## WHAT IS REQUIRED
Please render the part of the entries below that opens with the line containing "Target: bicycle front wheel" and runs through the end of the entries as a Markdown table with the columns Row and Line, omitting any blank lines.

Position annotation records
☆ ☆ ☆ ☆ ☆ ☆ ☆

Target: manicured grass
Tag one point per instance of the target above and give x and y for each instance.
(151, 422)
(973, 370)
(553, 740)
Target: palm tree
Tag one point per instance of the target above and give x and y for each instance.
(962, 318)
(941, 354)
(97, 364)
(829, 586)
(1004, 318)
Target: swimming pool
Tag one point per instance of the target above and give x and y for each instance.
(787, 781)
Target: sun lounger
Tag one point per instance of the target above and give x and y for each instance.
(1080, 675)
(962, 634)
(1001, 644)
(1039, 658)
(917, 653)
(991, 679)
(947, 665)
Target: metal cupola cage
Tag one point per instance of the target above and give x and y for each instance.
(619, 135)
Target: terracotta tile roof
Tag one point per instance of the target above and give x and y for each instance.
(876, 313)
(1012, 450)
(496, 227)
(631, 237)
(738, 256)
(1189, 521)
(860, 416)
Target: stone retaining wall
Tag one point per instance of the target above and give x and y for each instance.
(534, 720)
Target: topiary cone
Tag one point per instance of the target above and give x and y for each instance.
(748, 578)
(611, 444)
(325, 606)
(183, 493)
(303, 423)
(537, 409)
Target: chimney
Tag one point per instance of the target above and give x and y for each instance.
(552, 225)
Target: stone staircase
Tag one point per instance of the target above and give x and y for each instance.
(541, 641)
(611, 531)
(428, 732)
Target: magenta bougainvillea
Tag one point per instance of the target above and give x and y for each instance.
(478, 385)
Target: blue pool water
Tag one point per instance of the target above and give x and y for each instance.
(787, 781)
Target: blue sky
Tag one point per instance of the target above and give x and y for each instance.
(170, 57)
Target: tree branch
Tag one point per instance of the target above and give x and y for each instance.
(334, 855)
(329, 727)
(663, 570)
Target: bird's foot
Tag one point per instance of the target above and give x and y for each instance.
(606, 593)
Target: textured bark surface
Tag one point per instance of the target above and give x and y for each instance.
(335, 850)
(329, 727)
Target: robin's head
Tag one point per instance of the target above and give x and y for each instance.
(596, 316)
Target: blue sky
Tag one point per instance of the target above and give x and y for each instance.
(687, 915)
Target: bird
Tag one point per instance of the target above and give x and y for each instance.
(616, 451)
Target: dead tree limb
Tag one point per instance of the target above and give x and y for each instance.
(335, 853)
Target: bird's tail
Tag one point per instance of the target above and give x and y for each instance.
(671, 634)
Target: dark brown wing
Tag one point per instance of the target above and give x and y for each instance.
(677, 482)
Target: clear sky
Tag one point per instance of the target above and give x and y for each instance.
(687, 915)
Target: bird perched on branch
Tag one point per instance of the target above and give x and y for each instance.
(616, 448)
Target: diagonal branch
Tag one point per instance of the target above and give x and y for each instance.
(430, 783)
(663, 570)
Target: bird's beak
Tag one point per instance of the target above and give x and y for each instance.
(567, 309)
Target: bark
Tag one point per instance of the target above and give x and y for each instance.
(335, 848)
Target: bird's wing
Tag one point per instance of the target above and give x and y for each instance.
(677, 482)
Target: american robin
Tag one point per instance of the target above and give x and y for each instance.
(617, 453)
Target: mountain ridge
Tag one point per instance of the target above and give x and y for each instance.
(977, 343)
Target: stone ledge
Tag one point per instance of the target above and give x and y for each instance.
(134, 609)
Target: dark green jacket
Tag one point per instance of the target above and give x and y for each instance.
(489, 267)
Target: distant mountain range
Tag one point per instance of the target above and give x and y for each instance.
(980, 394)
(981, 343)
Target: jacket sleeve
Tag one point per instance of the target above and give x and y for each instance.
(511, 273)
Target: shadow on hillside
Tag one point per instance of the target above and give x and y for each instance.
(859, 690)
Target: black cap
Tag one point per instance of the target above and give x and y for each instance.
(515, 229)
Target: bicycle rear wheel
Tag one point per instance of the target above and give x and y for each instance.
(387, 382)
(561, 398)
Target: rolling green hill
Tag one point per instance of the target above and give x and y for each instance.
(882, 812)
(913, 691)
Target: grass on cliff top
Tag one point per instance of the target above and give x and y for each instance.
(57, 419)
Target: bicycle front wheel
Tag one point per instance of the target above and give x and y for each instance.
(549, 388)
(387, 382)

☆ ☆ ☆ ☆ ☆ ☆ ☆

## SOLUTION BELOW
| Row | Line |
|---|---|
| 1 | Target: bicycle front wheel |
| 2 | Tag one point per instance of the target above and give x and y for each instance. |
| 3 | (549, 388) |
| 4 | (387, 382) |